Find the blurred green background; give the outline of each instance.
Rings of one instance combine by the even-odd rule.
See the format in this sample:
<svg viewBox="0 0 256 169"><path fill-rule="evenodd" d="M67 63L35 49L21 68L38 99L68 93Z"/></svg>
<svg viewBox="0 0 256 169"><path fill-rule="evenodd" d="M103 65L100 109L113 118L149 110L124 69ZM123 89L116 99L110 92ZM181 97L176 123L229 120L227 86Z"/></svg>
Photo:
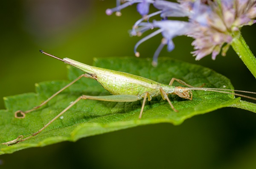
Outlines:
<svg viewBox="0 0 256 169"><path fill-rule="evenodd" d="M140 17L136 6L122 10L121 17L105 14L115 0L2 0L0 4L0 109L4 96L34 92L35 83L67 79L66 65L39 49L91 65L94 57L134 56L134 45L141 38L128 33ZM254 54L255 28L242 29ZM141 57L151 57L161 39L140 45ZM168 53L165 48L160 57L210 68L230 79L235 89L255 91L255 78L232 48L215 61L208 56L195 61L190 54L192 39L174 41L175 49ZM256 121L254 113L223 108L178 126L142 126L5 155L0 156L0 168L255 169Z"/></svg>

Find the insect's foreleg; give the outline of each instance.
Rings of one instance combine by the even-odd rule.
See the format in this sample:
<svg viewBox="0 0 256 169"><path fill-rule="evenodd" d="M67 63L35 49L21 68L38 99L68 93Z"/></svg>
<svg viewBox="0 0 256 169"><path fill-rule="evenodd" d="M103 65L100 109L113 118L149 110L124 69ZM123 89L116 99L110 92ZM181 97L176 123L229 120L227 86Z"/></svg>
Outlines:
<svg viewBox="0 0 256 169"><path fill-rule="evenodd" d="M178 82L180 83L181 84L184 84L184 85L188 86L190 87L194 87L193 86L191 86L191 85L188 84L185 82L179 79L178 79L175 78L173 78L172 79L172 80L171 80L171 81L170 81L170 83L169 83L169 85L172 86L172 83L173 83L173 82L174 82L175 80L177 82ZM201 86L199 86L198 87L201 87L203 86L204 86L204 84L204 84Z"/></svg>
<svg viewBox="0 0 256 169"><path fill-rule="evenodd" d="M142 103L142 106L141 107L141 110L140 110L140 116L139 116L139 118L141 118L141 117L142 117L142 113L143 113L143 110L144 110L144 107L145 106L145 104L146 103L146 100L147 100L147 97L148 98L150 98L148 100L151 99L150 95L148 93L148 92L146 92L145 93L145 96L144 99L143 99L143 102Z"/></svg>
<svg viewBox="0 0 256 169"><path fill-rule="evenodd" d="M70 86L71 86L71 85L72 85L75 82L76 82L76 81L77 81L78 80L80 79L82 77L87 77L87 78L93 78L93 77L90 75L89 74L82 74L81 75L79 76L79 77L78 77L75 80L74 80L71 83L69 83L67 85L66 85L66 86L65 86L64 87L62 88L59 91L58 91L58 92L57 92L56 93L55 93L51 97L50 97L47 100L46 100L46 101L45 101L44 102L43 102L42 103L41 103L41 104L40 105L39 105L38 106L36 106L35 107L34 107L32 109L28 110L27 110L27 111L21 111L21 110L17 110L17 111L15 113L15 117L16 118L25 118L25 116L26 115L25 115L26 113L29 113L31 112L32 111L34 111L34 110L35 110L38 109L38 108L40 108L40 107L41 107L42 106L43 106L44 104L46 104L52 99L53 98L54 98L54 97L55 97L57 95L58 95L58 94L59 94L62 91L63 91L65 89L66 89L66 88L67 88L67 87L70 87ZM20 115L22 115L22 116L18 116L18 114L20 114Z"/></svg>
<svg viewBox="0 0 256 169"><path fill-rule="evenodd" d="M172 105L172 104L171 102L171 101L170 101L170 99L169 99L169 98L168 97L168 96L167 96L166 93L163 90L162 87L160 87L160 93L161 93L161 96L162 96L162 98L163 98L163 99L164 100L165 100L166 99L167 101L168 101L168 103L169 103L169 104L171 106L171 107L172 109L172 110L175 112L178 112L179 111L176 110L175 108L174 108L174 107L173 107L173 105Z"/></svg>
<svg viewBox="0 0 256 169"><path fill-rule="evenodd" d="M9 145L12 144L17 144L21 141L23 141L28 139L31 138L35 136L35 135L39 134L42 131L44 130L47 128L49 125L52 123L56 119L59 118L63 113L66 112L67 110L70 109L72 106L75 105L81 99L91 99L91 100L101 100L104 101L116 101L116 102L131 102L135 101L138 100L139 98L138 96L134 95L111 95L111 96L86 96L82 95L76 99L74 101L72 102L70 105L67 107L62 111L61 111L59 114L57 115L54 118L51 120L48 123L46 124L43 128L39 130L33 134L33 135L25 138L23 139L21 139L23 137L23 135L20 135L17 138L6 143L3 143L3 144L6 144Z"/></svg>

+ + + + + + +

What is required>
Transcribe the entries word for word, starting at their first line and stopping after the line that contains "17L136 6L122 10L121". Omit the pictures from your answer.

Exercise output>
Find the blurred green background; give the outline of each instance.
Rings of one instance combine by the even-odd rule.
See the format in this sample:
<svg viewBox="0 0 256 169"><path fill-rule="evenodd" d="M67 63L35 49L21 68L38 99L68 93Z"/></svg>
<svg viewBox="0 0 256 169"><path fill-rule="evenodd" d="M103 65L100 109L113 118L149 110L124 69ZM123 89L116 99L110 92ZM181 97L176 123L229 120L227 86Z"/></svg>
Photo:
Outlines:
<svg viewBox="0 0 256 169"><path fill-rule="evenodd" d="M140 17L136 6L122 10L121 17L105 14L115 0L2 0L0 4L0 109L4 96L34 92L35 83L67 79L66 65L39 49L91 65L94 57L134 56L134 45L141 38L128 33ZM254 54L255 28L242 29ZM141 57L151 57L161 39L140 45ZM168 53L165 48L160 57L210 68L230 79L235 89L255 91L255 78L232 48L215 61L208 56L195 61L190 54L192 39L174 41L175 49ZM256 121L254 113L223 108L178 126L142 126L5 155L0 156L0 168L255 169Z"/></svg>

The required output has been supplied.